▶ _Objective_:
Convert every line of the data below into a JSON list of strings, one string per line, with blank lines left out.

(Saved entries)
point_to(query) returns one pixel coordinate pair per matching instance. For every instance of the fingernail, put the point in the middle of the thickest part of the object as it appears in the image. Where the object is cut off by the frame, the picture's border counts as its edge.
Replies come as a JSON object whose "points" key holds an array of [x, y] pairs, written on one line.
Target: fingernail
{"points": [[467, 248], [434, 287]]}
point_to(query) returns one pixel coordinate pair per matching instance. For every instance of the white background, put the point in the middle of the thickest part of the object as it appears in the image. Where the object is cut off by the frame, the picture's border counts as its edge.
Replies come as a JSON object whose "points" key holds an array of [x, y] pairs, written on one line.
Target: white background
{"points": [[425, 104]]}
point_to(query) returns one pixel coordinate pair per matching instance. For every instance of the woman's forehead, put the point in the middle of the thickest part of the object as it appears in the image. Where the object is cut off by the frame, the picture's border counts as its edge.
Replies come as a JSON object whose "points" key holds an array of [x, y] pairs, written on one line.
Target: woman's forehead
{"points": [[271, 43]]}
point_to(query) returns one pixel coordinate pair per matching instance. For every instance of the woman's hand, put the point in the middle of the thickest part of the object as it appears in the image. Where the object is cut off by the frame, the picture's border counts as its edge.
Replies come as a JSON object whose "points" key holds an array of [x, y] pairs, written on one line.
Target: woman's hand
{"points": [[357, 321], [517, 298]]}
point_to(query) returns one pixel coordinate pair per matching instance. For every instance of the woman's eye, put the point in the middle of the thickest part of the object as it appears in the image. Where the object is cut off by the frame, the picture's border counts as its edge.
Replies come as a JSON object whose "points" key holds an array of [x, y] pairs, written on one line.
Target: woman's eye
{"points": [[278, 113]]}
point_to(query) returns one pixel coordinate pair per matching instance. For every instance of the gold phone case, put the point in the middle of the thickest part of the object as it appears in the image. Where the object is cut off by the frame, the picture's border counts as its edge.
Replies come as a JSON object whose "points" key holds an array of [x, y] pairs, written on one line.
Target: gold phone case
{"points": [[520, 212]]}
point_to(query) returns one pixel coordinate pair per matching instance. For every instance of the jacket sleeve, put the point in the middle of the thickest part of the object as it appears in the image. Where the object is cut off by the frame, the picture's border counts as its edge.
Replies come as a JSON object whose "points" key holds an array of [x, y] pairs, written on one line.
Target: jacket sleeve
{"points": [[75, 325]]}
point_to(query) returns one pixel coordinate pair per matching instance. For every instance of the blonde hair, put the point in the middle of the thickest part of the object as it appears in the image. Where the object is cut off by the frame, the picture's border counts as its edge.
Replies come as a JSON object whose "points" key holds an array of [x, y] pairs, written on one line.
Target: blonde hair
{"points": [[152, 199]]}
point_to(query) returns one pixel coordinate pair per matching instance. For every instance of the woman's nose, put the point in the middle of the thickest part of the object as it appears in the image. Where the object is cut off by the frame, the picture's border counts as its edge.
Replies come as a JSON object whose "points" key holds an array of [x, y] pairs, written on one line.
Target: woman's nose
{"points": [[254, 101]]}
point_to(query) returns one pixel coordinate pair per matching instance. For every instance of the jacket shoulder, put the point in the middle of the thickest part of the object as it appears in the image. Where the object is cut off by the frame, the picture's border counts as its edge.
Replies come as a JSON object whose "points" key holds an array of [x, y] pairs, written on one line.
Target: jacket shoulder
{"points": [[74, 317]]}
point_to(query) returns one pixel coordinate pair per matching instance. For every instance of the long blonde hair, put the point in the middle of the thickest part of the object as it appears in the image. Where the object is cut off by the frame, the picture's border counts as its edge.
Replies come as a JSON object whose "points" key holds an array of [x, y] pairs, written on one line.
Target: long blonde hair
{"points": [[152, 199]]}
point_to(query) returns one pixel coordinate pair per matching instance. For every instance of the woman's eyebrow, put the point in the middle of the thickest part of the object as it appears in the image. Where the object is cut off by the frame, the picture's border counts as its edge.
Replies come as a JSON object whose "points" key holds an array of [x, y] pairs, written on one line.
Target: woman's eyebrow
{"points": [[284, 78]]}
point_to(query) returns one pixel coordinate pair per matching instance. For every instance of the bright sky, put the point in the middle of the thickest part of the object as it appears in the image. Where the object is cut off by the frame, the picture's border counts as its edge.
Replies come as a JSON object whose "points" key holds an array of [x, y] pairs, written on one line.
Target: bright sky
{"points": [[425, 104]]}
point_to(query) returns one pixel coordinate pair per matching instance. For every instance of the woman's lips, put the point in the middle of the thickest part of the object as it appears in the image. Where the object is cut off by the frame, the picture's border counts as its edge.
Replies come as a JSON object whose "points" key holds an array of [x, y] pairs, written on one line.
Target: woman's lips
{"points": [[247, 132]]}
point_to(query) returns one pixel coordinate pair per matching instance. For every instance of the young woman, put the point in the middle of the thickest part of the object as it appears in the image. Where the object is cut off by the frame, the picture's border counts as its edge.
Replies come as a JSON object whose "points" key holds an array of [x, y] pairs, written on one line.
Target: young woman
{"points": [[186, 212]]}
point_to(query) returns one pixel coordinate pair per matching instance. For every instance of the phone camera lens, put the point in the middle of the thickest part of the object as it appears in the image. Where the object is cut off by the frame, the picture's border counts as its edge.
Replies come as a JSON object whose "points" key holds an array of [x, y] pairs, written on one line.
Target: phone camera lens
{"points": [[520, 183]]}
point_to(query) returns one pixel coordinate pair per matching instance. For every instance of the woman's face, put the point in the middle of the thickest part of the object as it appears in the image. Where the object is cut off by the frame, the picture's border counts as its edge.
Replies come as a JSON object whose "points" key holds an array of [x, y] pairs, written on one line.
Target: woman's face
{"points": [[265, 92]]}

▶ _Task output_:
[
  "point_to(query) returns one pixel coordinate pair per matching instance. For every instance of the fingernail, put the point in the middle of the thickest part of the object as it appears in the image. Where the object is cut off by the frame, the picture's border counts as its edge.",
  "Replies come as a JSON object whose \"points\" key holds an array of [x, y] pairs, written on one line.",
  "Target: fingernail",
  "{\"points\": [[467, 248], [434, 287]]}",
  "point_to(query) returns one pixel coordinate pair per matching instance. For every instance of the white background, put the point in the middle of the thickest part of the object as it appears in the image. Where the object is cut off by the frame, the picture's border counts as its edge.",
  "Replies come as a JSON object whose \"points\" key holds an array of [x, y] pairs, written on one line.",
  "Target: white background",
  "{\"points\": [[425, 104]]}",
  "point_to(query) returns one pixel coordinate pair per matching instance. For every instance of the woman's forehead, put the point in the middle of the thickest part of the object as it appears in the image. Where the object is cut off by the frame, the picture's border counts as its edge.",
  "Replies come as a JSON object whose \"points\" key holds an array of [x, y] pairs, written on one line.",
  "Target: woman's forehead",
  "{\"points\": [[271, 43]]}",
  "point_to(query) returns one pixel coordinate pair per matching instance. For every instance of the woman's hand, put the point in the middle of the thickest part of the object as it appears in the image. Where the object is cut off by the frame, the picture's border counts as its edge.",
  "Replies come as a JSON object whose \"points\" key holds an array of [x, y] pairs, written on one line.",
  "Target: woman's hand",
  "{\"points\": [[357, 321], [517, 298]]}",
  "point_to(query) returns one pixel coordinate pair per matching instance. For every instance of the woman's eye, put the point in the middle of the thickest part of the object as it appears in the image. Where the object is cut off by the frame, the picture's border counts as its edge.",
  "Replies come as a JSON object whose \"points\" key holds an array of [x, y] pairs, written on one line.",
  "Target: woman's eye",
  "{\"points\": [[278, 113]]}",
  "point_to(query) returns one pixel coordinate pair per matching instance. For every instance of the gold phone case, put the point in the middle of the thickest part of the object as it appears in the image. Where the object is cut off by the frame, the picture's border counts as its edge.",
  "Replies come as a JSON object whose \"points\" key holds an array of [x, y] pairs, written on one line.",
  "Target: gold phone case",
  "{\"points\": [[520, 212]]}",
  "point_to(query) returns one pixel coordinate pair per matching instance. For every instance of the jacket sleeve, put the point in the middle of the thickest part of the object as it appears in the image. Where the object is cut off by the frame, the picture's border counts as its edge.",
  "Replies come as a JSON object whose \"points\" key holds an array of [x, y] pairs, written on one line.",
  "Target: jacket sleeve",
  "{\"points\": [[75, 325]]}",
  "point_to(query) returns one pixel coordinate pair per matching instance. For every instance of the blonde hair, put the point in the middle of the thickest part of the object as it appears in the image. Where the object is cut off by the frame, the picture's border counts as its edge.",
  "Replies come as a JSON object whose \"points\" key holds an array of [x, y] pairs, written on one line.",
  "Target: blonde hair",
  "{\"points\": [[152, 199]]}",
  "point_to(query) returns one pixel coordinate pair per matching instance. For every instance of the woman's nose, put the point in the middle of the thickest part of the object as it appears in the image. Where the object is cut off by the frame, the picture's border counts as its edge.",
  "Replies come as a JSON object whose \"points\" key holds an array of [x, y] pairs, written on one line.",
  "Target: woman's nose",
  "{\"points\": [[254, 101]]}",
  "point_to(query) returns one pixel coordinate pair per matching instance. For every instance of the jacket shoulder, put the point in the middle of the thickest part of the object as it appears in the image. Where the object is cut off by the frame, the picture's border counts as its edge.",
  "Replies come as a JSON object whose \"points\" key holds an array of [x, y] pairs, written on one line.",
  "Target: jacket shoulder",
  "{\"points\": [[74, 317]]}",
  "point_to(query) returns one pixel coordinate pair per matching instance. For every instance of the long blonde hair, put the point in the middle of the thickest part of the object as it appears in the image. Where the object is cut off by the frame, the picture's border counts as its edge.",
  "Replies come as a JSON object whose \"points\" key holds an array of [x, y] pairs, written on one line.",
  "Target: long blonde hair",
  "{\"points\": [[152, 199]]}",
  "point_to(query) returns one pixel coordinate pair per matching instance. For every instance of the woman's eyebrow, put the point in the middle of the thickest part of the object as it appears in the image. Where the object is cut off by the frame, the picture's border counts as its edge.",
  "Replies come as a JSON object whose \"points\" key holds an array of [x, y] pairs, written on one line.",
  "Target: woman's eyebrow",
  "{\"points\": [[284, 78]]}",
  "point_to(query) returns one pixel coordinate pair per matching instance. For every instance of the bright sky, put the point in the middle of the thickest part of the object as it appears in the image. Where the object is cut off by the frame, the picture's border counts as its edge.",
  "Replies come as a JSON object whose \"points\" key holds an array of [x, y] pairs, written on one line.",
  "Target: bright sky",
  "{\"points\": [[425, 104]]}",
  "point_to(query) returns one pixel coordinate pair per matching instance. For every instance of the woman's lips, put the point in the middle of the thickest part of the object as it appears in the image. Where the object is cut off by the frame, the picture's border counts as its edge.",
  "Replies come as a JSON object whose \"points\" key holds an array of [x, y] pairs, written on one line.",
  "Target: woman's lips",
  "{\"points\": [[247, 132]]}",
  "point_to(query) returns one pixel coordinate pair per matching instance. For every instance of the young woman, put the point in the middle of the thickest part of the object as it appears in the image. Where the object is cut off by the frame, the picture's border counts as its edge.",
  "Replies come as a JSON object whose \"points\" key holds an array of [x, y] pairs, written on one line.",
  "Target: young woman",
  "{\"points\": [[186, 212]]}",
  "point_to(query) returns one pixel coordinate pair per matching instance. For every instance of the phone camera lens, put the point in the middle of the thickest part of the object as it appears in the image. Where the object is cut off by the frame, the picture's border counts as its edge.",
  "Replies come as a JSON object whose \"points\" key holds an array of [x, y] pairs, written on one line.",
  "Target: phone camera lens",
  "{\"points\": [[520, 183]]}",
  "point_to(query) returns one pixel coordinate pair per matching instance. For every instance of the woman's face, put the point in the middle of the thickest part of the object as it appears in the image. Where the object is cut off by the frame, the picture's border counts as its edge.",
  "Replies come as a JSON object whose \"points\" key holds an array of [x, y] pairs, written on one line.",
  "Target: woman's face",
  "{\"points\": [[265, 92]]}"
]